┏━━
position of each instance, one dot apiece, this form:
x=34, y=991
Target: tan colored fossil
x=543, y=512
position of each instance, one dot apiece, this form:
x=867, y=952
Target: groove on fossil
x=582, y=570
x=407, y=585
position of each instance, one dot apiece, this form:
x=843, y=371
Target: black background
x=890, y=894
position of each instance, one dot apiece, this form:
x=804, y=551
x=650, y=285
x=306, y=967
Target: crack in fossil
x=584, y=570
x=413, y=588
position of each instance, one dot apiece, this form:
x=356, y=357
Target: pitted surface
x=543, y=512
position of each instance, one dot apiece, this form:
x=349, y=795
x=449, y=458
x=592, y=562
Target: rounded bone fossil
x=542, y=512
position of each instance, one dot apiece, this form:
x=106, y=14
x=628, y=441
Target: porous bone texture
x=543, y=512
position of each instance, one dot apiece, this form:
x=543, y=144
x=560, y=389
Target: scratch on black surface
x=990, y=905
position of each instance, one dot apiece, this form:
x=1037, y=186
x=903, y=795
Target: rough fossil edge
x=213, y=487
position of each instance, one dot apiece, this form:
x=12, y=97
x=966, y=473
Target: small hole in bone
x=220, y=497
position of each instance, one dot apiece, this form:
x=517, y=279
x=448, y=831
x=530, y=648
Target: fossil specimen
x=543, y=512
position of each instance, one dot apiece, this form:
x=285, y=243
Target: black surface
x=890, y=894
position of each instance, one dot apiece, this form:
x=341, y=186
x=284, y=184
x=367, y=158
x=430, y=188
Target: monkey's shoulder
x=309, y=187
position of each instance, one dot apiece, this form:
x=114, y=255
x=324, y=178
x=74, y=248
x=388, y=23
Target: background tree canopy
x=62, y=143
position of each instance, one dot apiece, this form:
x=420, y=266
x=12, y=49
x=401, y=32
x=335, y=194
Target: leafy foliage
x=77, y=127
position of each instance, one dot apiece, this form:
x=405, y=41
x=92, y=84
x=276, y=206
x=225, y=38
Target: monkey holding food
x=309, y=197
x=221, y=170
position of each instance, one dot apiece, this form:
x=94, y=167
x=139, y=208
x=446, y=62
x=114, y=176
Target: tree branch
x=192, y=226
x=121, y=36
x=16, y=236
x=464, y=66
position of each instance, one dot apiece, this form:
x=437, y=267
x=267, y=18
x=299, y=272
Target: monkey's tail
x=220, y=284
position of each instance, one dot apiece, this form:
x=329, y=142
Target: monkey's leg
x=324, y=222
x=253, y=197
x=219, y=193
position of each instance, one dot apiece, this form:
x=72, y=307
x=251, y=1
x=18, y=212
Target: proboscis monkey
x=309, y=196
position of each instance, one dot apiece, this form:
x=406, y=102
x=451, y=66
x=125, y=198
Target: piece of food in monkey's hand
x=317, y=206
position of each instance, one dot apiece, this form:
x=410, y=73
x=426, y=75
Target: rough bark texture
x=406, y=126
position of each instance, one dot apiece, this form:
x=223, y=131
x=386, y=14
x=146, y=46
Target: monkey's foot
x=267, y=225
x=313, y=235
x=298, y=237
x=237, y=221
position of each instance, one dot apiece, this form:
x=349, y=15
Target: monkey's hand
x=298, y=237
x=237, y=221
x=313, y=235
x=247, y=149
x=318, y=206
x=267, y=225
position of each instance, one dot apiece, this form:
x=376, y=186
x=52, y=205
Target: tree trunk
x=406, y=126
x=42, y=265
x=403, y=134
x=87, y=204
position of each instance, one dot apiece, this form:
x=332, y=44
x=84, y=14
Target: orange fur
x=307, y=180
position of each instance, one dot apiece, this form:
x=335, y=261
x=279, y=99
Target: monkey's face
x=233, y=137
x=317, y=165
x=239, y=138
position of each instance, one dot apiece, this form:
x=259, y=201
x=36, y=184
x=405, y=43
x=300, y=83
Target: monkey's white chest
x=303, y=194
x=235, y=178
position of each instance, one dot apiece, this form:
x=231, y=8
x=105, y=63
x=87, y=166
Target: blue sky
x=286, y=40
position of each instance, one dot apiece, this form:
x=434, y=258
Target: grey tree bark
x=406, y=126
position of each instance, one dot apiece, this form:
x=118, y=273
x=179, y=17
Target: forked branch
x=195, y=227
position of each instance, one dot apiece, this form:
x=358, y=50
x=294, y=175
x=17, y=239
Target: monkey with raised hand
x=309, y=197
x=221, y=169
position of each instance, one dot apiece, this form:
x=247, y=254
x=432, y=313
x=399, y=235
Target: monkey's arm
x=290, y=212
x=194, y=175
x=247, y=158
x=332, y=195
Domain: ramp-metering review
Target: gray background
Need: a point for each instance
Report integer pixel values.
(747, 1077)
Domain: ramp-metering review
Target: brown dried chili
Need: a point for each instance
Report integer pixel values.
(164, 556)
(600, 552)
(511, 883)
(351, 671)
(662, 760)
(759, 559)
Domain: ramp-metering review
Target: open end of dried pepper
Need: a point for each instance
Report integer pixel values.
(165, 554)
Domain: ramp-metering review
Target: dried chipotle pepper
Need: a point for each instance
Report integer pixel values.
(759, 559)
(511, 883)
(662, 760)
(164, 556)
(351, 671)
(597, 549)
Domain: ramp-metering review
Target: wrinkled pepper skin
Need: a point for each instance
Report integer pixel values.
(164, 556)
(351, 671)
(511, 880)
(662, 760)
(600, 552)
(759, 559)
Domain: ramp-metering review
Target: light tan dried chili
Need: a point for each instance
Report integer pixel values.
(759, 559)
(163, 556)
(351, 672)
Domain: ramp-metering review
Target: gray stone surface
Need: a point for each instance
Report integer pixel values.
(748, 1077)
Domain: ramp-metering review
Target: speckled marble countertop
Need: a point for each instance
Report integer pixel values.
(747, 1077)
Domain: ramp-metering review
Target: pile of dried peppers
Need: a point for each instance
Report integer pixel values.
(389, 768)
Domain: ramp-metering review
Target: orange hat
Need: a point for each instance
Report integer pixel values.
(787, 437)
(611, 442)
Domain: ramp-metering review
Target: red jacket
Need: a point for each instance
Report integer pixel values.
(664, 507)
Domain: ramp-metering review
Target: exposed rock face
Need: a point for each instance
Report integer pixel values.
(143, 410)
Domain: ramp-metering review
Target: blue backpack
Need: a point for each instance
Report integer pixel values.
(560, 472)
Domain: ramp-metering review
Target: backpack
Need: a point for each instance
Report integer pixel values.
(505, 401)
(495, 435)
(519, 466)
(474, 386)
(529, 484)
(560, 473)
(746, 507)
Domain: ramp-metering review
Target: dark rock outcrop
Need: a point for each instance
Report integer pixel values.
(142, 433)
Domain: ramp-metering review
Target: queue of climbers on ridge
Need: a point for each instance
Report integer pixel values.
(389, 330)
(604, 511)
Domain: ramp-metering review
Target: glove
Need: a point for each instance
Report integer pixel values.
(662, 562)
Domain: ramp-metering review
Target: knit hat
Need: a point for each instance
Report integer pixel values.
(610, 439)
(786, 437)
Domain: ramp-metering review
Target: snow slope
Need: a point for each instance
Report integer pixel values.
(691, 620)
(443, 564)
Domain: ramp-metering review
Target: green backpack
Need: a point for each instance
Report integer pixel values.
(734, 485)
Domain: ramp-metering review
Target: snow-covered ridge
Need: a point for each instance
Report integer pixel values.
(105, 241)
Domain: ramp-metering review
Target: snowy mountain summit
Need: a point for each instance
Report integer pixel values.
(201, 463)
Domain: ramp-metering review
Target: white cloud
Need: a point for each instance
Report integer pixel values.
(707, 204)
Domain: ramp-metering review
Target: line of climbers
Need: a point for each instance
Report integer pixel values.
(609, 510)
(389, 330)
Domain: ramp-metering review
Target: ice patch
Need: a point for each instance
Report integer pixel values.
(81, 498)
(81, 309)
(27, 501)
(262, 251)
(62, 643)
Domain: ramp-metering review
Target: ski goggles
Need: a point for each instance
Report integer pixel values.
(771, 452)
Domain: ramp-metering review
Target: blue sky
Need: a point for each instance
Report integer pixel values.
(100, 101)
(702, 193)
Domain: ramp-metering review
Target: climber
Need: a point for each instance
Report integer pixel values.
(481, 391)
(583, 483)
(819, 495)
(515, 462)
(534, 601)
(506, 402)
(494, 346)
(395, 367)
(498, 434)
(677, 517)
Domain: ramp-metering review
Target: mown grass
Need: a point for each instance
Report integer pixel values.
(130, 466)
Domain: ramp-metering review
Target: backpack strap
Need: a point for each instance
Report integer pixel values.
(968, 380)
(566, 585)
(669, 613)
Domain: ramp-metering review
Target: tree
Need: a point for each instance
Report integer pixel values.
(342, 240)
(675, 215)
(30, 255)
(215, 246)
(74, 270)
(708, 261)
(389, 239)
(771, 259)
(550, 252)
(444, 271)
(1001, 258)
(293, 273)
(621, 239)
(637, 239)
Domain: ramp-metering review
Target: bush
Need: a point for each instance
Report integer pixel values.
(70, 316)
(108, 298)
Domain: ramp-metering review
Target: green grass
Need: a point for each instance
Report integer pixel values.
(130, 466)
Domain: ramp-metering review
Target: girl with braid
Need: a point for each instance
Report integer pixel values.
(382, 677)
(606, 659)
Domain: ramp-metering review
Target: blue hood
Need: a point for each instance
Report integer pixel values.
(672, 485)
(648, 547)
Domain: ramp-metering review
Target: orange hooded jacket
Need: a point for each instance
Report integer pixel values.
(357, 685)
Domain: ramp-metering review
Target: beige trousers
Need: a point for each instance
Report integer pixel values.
┗━━
WHAT TO PRODUCE
The word to look for is "grass"; copy out every line of the entries that holds it.

ANSWER TO THE PROBLEM
Target: mown grass
Target: green grass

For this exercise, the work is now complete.